▶ [WHAT THIS EXERCISE ASKS]:
1. From the interview with William Nicholson, list every individual book title from his two children's trilogies that is named, leaving out the trilogy names themselves.
2. Write the next paragraph of the interview with William Nicholson, picking up after its last sentence.

--- begin PROVIDED PASSAGE ---

Authorgraph No.166: William Nicholson
William Nicholson interviewed by Clive Barnes
William Nicholson was a phenomenally successful writer before he began writing fantasy for children and young people about ten years ago. His screenplays for Shadowlands and Gladiator are but the most visible peaks of a career which began with the coveted position of BBC trainee after a double first from Cambridge, and has included documentary film work, play writing, film directing and, more recently, novels for adults. Yet he has said that Noman, the book which completes ‘The Noble Warriors’ trilogy, is probably the most important work he has ever done. It tackles a big subject: ‘Who is God? What is it that lies behind this entire existence of ours?’ And, as he tells me when we meet, ‘The Noble Warriors’ contains ‘the most important thoughts I am capable of having’.
He had no such ambition when he wrote his first trilogy ‘The Wind on Fire’. In fact the first book, The Wind Singer, had been intended to stand alone. It was only when it was accepted for publication (and was very successful – winning the Smarties Gold Award and the Blue Peter Book of the Year) that he saw the possibility of the two other books that completed the trilogy. In contrast, ‘The Noble Warriors’ was planned as a trilogy from the first. Not that Nicholson would want the revelation of what he calls its mystery (consciously using that term in one of its oldest senses) to overwhelm more conventional pleasures. When I ask him what experience he hopes his books will provide for his readers, he puts story and character first: ‘I want my readers to care about my characters, to know them, and to feel for them.’
More of this, and the sheer enjoyment he gets from writing, come across later in our conversation, when I compliment him on the way he conveys the elation of physical action in his books, not just fighting scenes, but also the dancing scenes in Slaves of the Mastery, the second book in his first trilogy. ‘I was always and still am a rubbish dancer,’ he says. ‘All the things I can’t do I give to my characters and they can do them.’ He had come to love the character of the dancer, Sisi, and he had concluded that ‘inside me was this gorgeous sixteen-year-old princess just itching to have a prance… All of the characters are me and I’m having fun.’
So the new book, Noman, isn’t a sermon. On the other hand, Nicholson doesn’t have any time for ‘English embarrassment’ with the big questions of existence and he believes that a desire ‘to do something good with my life’ is a real concern for young people. As a young reader himself, he had sought out books which dealt with deep questions in exciting ways: science fiction and, in particular, the Narnia books. And, although he is not proposing a Christian answer as C S Lewis does, he does want to create a myth with meaning that young people will find thrilling and intriguing.
He says the first book of ‘The Noble Warriors’, Seeker, was perhaps the easiest of the three to write, where the world and its central characters were established: the boy Seeker after Truth, the girl Morning Star, the crazy golden haired bandit, the Wild Man, and their quest to join the Nomana, the Noble Warriors. It is in this book that Seeker begins to believe that the God of the Nomana, who lives in the garden in the Warrior’s island citadel, has chosen him for a special quest: a quest that continues until the last pages of Noman.

--- end PROVIDED PASSAGE ---
--- begin STORED RECORDS ---

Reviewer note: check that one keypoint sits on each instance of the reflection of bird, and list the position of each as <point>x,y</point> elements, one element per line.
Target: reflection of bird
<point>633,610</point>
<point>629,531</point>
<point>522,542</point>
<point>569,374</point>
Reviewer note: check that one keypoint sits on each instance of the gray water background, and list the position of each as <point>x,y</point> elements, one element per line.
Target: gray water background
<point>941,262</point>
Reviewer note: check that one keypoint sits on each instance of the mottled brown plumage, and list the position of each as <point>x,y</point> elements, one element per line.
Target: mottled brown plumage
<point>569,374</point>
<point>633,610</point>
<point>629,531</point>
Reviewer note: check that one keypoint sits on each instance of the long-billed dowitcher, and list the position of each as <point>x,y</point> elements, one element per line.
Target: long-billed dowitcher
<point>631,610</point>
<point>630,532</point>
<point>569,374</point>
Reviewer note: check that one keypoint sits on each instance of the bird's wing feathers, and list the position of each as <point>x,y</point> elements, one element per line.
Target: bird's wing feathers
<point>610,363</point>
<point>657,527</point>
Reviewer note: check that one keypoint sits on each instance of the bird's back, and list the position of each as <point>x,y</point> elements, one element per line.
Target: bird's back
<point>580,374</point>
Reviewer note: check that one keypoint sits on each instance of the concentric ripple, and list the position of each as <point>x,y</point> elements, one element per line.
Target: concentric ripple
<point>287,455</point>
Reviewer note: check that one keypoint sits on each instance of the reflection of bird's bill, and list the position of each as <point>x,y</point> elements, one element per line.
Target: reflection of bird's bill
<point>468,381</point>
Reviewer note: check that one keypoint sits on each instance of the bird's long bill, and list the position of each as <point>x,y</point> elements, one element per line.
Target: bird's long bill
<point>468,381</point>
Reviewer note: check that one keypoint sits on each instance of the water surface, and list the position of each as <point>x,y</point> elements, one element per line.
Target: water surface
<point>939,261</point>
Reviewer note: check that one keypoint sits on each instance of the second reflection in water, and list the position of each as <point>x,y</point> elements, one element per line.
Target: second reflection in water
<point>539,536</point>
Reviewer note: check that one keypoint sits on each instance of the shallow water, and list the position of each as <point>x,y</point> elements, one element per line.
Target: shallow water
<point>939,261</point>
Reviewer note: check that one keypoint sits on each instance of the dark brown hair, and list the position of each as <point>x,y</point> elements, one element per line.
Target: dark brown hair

--- end STORED RECORDS ---

▶ [RESULTS OF THE EXERCISE]:
1.
- The Wind Singer
- Slaves of the Mastery
- Seeker
- Noman

2.
One hallmark of Nicholson’s writing is the orchestration of several action packed stories in a single book, which gradually develop themes and characters running through all the books. Seeker itself introduces two carefully realised worlds in conflict: the Noble Warriors’ island of Anacrea and the lakeside city of Radiance. The second book, Jango, introduces the Orlans, another, invading, civilisation, and a sinister cloud world inhabited by the immortal Savanters, whom Seeker believes he must destroy.
I comment that one of the other things that distinguishes Nicholson as a fantasy writer is his almost anthropological sensitivity to the different cultures he depicts. He feels this certainly goes back to his days working on the BBC Everyman documentaries, which he found ‘incredibly enriching… an immense education in how different people of the world are, particularly their religions.’ And he finds it fascinating to be able to range across history for inspiration: in ‘The Noble Warriors’ drawing on medieval monastic orders, the Aztecs and the Mongols, among others. His fascination with ritual and ceremony, so apparent from the elaborately staged set pieces in his books, he immediately ascribes to his Roman Catholic childhood, particularly his time as an altar boy. ‘I love ritual and I regret that there is no ritual in my life so I have to make it up.’ Perhaps from that background, too, come those moments of stillness and meditation that become more evident in the latest book Noman, where a single blue flower in a glass in an empty room is the subject of rapt contemplation.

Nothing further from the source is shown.